### WRITTEN PROBLEM A
List every phrase that appears inside quotation marks in the PEP 800 discussion below.

### DOCUMENT
* * *

PEP 800: Solid bases in the type system

I don’t think this is a reasonable objection. Python’s type system is an unsound gradual type system (that is, a gradual type system with no runtime enforcement); this means there are many trivial ways to achieve unsoundness via unchecked code. (Just call a typed function from a call-site the type-checker doesn’t see, and pass the wrong argument types!)

If type checkers enforce (in the code they can see) that you can’t multiple-inherit from two different disjoint bases, that’s sufficient to make this feature sound, to the same degree anything in the Python type system can ever be considered sound. The fact that you could in theory still have such a subclass somewhere at runtime, because the type checker didn’t see its construction, is not an objection to this feature, it’s an objection to the entire Python type system.

3 Likes

Incorrect disjointedness breaks the gradual guarantee. I shouldn’t need to explain this to you, we’ve discussed as much before. Yes, that’s “bad information in”, “bad information out”, but why do we want this to allow expressing the wrong thing when we can detect the right thing? This is the same rationale that comes with automatic variance. It’s something users shouldn’t have to think about and that typecheckers can be correct about in pure python code without being told more.

I don’t understand how we can “detect the right thing.” The (non-typeshed, non-builtins) use case for this is C extension types, represented to the type system only by stubs, which use custom memory layouts (similar to int or str). It would be inaccurate for stubs to pretend that such types have Python-defined __slots__, and there’s no way for the type system to detect that these types are “solid bases”, unless it can be expressed explicitly in a stub.

please read the whole posts you are quoting.

I conceded above that we still need this in stubs as well, I just think it should be stub-only specifically because we can do better in pure python code.

Sorry; I saw the mention of stub-only in your earlier post, but it wasn’t clear to me from the subsequent paragraph whether you were just advocating for stub-only, or against the feature entirely.

* * *

### DATA
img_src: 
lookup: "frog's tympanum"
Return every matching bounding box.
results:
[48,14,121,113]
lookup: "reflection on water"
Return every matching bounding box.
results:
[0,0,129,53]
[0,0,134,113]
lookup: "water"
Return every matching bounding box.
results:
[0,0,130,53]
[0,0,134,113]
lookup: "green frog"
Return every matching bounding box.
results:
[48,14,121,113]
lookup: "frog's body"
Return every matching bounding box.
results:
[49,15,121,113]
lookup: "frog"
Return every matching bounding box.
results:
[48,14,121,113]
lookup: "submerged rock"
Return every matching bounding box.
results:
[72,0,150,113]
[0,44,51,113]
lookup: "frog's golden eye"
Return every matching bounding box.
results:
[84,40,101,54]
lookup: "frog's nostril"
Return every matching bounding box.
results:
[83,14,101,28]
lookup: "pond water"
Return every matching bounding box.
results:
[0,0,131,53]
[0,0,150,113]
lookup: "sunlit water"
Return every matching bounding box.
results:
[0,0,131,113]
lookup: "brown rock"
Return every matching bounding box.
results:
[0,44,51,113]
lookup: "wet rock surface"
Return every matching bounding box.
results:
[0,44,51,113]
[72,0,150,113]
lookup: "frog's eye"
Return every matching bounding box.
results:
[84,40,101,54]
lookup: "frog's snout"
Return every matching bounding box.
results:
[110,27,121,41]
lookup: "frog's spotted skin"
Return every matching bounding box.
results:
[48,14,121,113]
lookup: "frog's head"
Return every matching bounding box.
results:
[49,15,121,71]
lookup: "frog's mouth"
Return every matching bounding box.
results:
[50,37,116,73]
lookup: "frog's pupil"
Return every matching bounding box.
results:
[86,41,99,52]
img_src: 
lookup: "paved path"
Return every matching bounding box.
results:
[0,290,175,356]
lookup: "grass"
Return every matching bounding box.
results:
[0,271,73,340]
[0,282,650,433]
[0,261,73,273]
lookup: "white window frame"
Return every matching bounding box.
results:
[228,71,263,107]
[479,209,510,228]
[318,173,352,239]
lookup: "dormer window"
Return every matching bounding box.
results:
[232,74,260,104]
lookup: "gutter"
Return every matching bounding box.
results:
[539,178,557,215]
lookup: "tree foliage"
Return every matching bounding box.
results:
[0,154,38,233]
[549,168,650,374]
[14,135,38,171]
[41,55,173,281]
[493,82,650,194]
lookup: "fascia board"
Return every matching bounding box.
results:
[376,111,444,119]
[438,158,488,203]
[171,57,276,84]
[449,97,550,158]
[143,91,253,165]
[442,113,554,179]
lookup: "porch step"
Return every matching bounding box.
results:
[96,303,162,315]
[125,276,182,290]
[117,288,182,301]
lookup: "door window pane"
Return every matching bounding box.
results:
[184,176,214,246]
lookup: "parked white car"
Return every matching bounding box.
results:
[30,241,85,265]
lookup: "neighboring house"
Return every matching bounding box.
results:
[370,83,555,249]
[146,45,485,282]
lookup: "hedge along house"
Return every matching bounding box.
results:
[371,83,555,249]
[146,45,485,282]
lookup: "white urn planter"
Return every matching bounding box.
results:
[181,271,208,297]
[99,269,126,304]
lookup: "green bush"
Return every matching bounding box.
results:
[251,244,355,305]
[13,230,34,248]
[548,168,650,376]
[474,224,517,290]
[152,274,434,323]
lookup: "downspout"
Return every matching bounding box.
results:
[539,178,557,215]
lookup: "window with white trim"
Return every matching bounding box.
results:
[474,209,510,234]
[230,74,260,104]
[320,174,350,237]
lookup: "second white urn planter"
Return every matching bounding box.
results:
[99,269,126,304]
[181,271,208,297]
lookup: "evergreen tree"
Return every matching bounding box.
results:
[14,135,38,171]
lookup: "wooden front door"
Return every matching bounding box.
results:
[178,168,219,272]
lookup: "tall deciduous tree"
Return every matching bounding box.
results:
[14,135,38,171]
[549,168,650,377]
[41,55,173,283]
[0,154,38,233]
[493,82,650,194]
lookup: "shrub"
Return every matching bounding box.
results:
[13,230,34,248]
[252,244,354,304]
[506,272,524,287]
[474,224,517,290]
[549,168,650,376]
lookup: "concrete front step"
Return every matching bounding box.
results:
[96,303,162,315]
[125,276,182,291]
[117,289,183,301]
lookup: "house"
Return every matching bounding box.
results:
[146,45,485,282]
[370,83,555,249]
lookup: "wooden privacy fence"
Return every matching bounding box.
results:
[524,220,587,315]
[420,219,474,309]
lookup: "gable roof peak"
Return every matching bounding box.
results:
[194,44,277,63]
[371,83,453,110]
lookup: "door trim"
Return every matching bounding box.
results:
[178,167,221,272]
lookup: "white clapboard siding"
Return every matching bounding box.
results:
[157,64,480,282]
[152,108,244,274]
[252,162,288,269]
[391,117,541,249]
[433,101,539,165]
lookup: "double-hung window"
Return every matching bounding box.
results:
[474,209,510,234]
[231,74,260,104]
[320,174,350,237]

* * *

### WRITTEN PROBLEM B
Write out the records verbatim, covering the stretch from their first line through the line that contains "[110,27,121,41]".

### WORKED ANSWER A
“bad information in”
“bad information out”
“detect the right thing”
“solid bases”

### WORKED ANSWER B
img_src: 
lookup: "frog's tympanum"
Return every matching bounding box.
results:
[48,14,121,113]
lookup: "reflection on water"
Return every matching bounding box.
results:
[0,0,129,53]
[0,0,134,113]
lookup: "water"
Return every matching bounding box.
results:
[0,0,130,53]
[0,0,134,113]
lookup: "green frog"
Return every matching bounding box.
results:
[48,14,121,113]
lookup: "frog's body"
Return every matching bounding box.
results:
[49,15,121,113]
lookup: "frog"
Return every matching bounding box.
results:
[48,14,121,113]
lookup: "submerged rock"
Return every matching bounding box.
results:
[72,0,150,113]
[0,44,51,113]
lookup: "frog's golden eye"
Return every matching bounding box.
results:
[84,40,101,54]
lookup: "frog's nostril"
Return every matching bounding box.
results:
[83,14,101,28]
lookup: "pond water"
Return every matching bounding box.
results:
[0,0,131,53]
[0,0,150,113]
lookup: "sunlit water"
Return every matching bounding box.
results:
[0,0,131,113]
lookup: "brown rock"
Return every matching bounding box.
results:
[0,44,51,113]
lookup: "wet rock surface"
Return every matching bounding box.
results:
[0,44,51,113]
[72,0,150,113]
lookup: "frog's eye"
Return every matching bounding box.
results:
[84,40,101,54]
lookup: "frog's snout"
Return every matching bounding box.
results:
[110,27,121,41]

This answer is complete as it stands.